Aim of the task:
Quote all of the data below exactly, please.

Point annotation dataset records
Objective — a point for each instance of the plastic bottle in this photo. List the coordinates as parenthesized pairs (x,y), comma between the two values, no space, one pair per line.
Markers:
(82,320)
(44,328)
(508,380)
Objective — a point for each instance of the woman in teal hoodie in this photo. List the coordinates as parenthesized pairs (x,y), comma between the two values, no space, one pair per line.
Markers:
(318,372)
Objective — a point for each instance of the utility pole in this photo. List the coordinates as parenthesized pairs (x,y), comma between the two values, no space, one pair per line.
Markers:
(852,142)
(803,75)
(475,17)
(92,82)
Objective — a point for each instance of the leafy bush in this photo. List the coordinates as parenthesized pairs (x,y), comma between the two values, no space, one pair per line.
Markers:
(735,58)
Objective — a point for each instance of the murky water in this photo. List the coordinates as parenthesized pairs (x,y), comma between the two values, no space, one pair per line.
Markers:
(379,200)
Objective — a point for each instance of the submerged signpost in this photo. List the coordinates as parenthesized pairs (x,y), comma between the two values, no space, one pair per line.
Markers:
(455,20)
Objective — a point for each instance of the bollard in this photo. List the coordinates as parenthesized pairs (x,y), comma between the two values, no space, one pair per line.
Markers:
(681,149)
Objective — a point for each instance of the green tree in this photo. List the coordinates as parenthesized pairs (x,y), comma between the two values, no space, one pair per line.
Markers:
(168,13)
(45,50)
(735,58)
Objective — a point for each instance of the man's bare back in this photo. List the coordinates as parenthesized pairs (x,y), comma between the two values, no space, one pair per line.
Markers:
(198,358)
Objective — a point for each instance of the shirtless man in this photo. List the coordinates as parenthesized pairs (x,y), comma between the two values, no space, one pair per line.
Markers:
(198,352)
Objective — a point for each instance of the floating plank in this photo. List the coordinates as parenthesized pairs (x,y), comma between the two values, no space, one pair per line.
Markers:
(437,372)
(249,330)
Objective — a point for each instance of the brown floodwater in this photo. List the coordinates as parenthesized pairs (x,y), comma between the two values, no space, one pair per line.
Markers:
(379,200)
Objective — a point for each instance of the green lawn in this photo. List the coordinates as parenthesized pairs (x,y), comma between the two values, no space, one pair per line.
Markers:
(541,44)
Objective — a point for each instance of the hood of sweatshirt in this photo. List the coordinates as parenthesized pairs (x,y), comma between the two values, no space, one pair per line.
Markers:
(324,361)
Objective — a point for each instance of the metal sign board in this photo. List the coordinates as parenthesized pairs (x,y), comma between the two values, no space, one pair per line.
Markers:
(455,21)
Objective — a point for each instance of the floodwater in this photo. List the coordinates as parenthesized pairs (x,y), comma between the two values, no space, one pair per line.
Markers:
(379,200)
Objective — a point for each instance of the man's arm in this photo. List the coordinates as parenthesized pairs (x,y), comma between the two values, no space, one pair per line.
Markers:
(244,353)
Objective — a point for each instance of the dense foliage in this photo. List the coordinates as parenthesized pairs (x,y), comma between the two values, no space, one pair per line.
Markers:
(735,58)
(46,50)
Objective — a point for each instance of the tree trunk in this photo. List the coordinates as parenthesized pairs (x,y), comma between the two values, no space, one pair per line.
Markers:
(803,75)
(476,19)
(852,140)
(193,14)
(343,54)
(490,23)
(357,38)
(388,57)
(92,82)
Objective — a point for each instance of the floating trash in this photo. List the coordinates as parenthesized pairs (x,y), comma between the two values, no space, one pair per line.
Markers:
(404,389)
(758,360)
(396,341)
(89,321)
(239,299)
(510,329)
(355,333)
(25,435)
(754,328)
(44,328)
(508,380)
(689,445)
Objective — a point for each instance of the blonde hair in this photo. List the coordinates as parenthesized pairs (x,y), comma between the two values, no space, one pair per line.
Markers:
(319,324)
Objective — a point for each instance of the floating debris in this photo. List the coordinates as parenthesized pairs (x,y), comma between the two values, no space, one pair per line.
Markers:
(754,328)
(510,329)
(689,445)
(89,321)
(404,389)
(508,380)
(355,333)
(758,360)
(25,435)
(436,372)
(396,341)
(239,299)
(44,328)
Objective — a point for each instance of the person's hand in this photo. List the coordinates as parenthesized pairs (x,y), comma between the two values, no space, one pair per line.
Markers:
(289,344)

Answer to this task:
Objective — a point for each instance of the plastic bottle in this photo. List the coordinates as parenthesized pairs (x,y), comma between the two values, no space, one pair per line.
Markers:
(82,320)
(44,328)
(508,380)
Objective — a point for each instance of the woman in teal hoodie in this photo. List the coordinates as parenthesized pairs (x,y), comma between the two values, no space, one pair per line.
Markers:
(318,372)
Objective — a point for each instance of the utility pole in this photo. List the coordinates as parenthesized pairs (x,y), comma between the two values, no space, one pair per line.
Markers:
(852,142)
(803,75)
(475,17)
(92,82)
Objective — a point for each instance of the leafy bush in this photo. List the coordinates as parenthesized pairs (x,y), comma between the two values, no space, one pair per line.
Markers:
(735,58)
Objective — a point for each instance of the murky water in this photo. List the coordinates as parenthesized pairs (x,y), comma between the two values, no space, one pair per line.
Markers:
(379,200)
Objective — a point for each instance of the submerged signpost in this photo. List the coordinates as parenthesized pairs (x,y), comma between the two values, no space, one pair per line.
Markers:
(455,20)
Objective — a point for each instance of the bollard in this photo. List the coordinates as parenthesized pairs (x,y), comma between the two values, no space, one pair per line.
Markers:
(681,149)
Objective — a point for each instance of the green tree in this photo. List the coordinates as parenthesized pairs (x,y), comma between the two values, no space, one pair per line.
Markers:
(168,13)
(45,50)
(735,58)
Objective — a point for each instance of the man's bare back in this photo. List the coordinates as parenthesized pairs (x,y), comma between the two values, no space, one pair per line.
Markers:
(198,358)
Objective — a point for each instance of the shirtless man in this photo. List the coordinates as parenthesized pairs (x,y), comma between the two values, no space, one pair per line.
Markers:
(198,352)
Objective — a point for each instance of the floating plank in this photo. List the coordinates as parenthesized pairs (x,y), comma between the two values, no space, one pair per line.
Markers:
(437,372)
(249,330)
Objective — a point for each instance of the brown floodwater in this photo. List the coordinates as parenthesized pairs (x,y), comma between the two values, no space, one pair per line.
Markers:
(379,200)
Objective — a point for each instance of the green lawn in this photo. List the coordinates as parenthesized pairs (x,y), comma between the two values, no space, one pair per line.
Markers:
(541,44)
Objective — a point for each instance of the hood of sweatshirt in this photo. List the coordinates as parenthesized pairs (x,y), comma between the two values, no space, one pair per line.
Markers:
(324,361)
Objective — a point for each instance of the metal sign board in this photo. List the coordinates as parenthesized pairs (x,y), comma between the two values, no space, one pair per line.
Markers:
(455,21)
Objective — a point for each instance of the floodwater in this photo. List the coordinates as parenthesized pairs (x,y), comma between the two values, no space, one pair per line.
Markers:
(379,200)
Objective — a point for each instance of the man's arm in this photo. List the coordinates as parenthesized pairs (x,y), comma between the two values, no space, one pair per line.
Markers:
(244,353)
Objective — a point for each instance of the dense foliage in this photo. List the coordinates as parenthesized pairs (x,y), comma between the two values, no space, one pair per line.
Markers:
(735,58)
(46,50)
Objective — a point for each instance of the tree trunk in this photo. List the coordinates as parenthesized pairs (x,y), comma between the two values, no space, one pair per line.
Markers:
(803,75)
(476,19)
(852,140)
(193,14)
(343,54)
(490,23)
(357,38)
(388,57)
(92,82)
Objective — a point for each instance of the floating trash in this photo. List the coordinates as parenthesized pairs (x,y), comma between the two values, no space, one pair per line.
Markers:
(404,389)
(758,360)
(396,341)
(89,321)
(239,299)
(510,329)
(355,333)
(25,435)
(754,328)
(44,328)
(508,380)
(689,445)
Objective — a point for each instance of the blonde hair in this photo. List the coordinates as parenthesized pairs (x,y), comma between the two values, no space, one pair per line.
Markers:
(319,324)
Objective — a point for each instance of the floating debris in this photo. List the coordinates as parenthesized pairs (x,y), comma between the two values, no space, one pair per line.
Markers:
(754,328)
(510,329)
(689,445)
(89,321)
(404,389)
(508,380)
(355,333)
(758,360)
(25,435)
(436,372)
(396,341)
(239,299)
(44,328)
Objective — a point for each instance of the person's hand in this photo. List the coordinates as parenthesized pairs (x,y), comma between the two values, no space, one pair per line.
Markers:
(289,344)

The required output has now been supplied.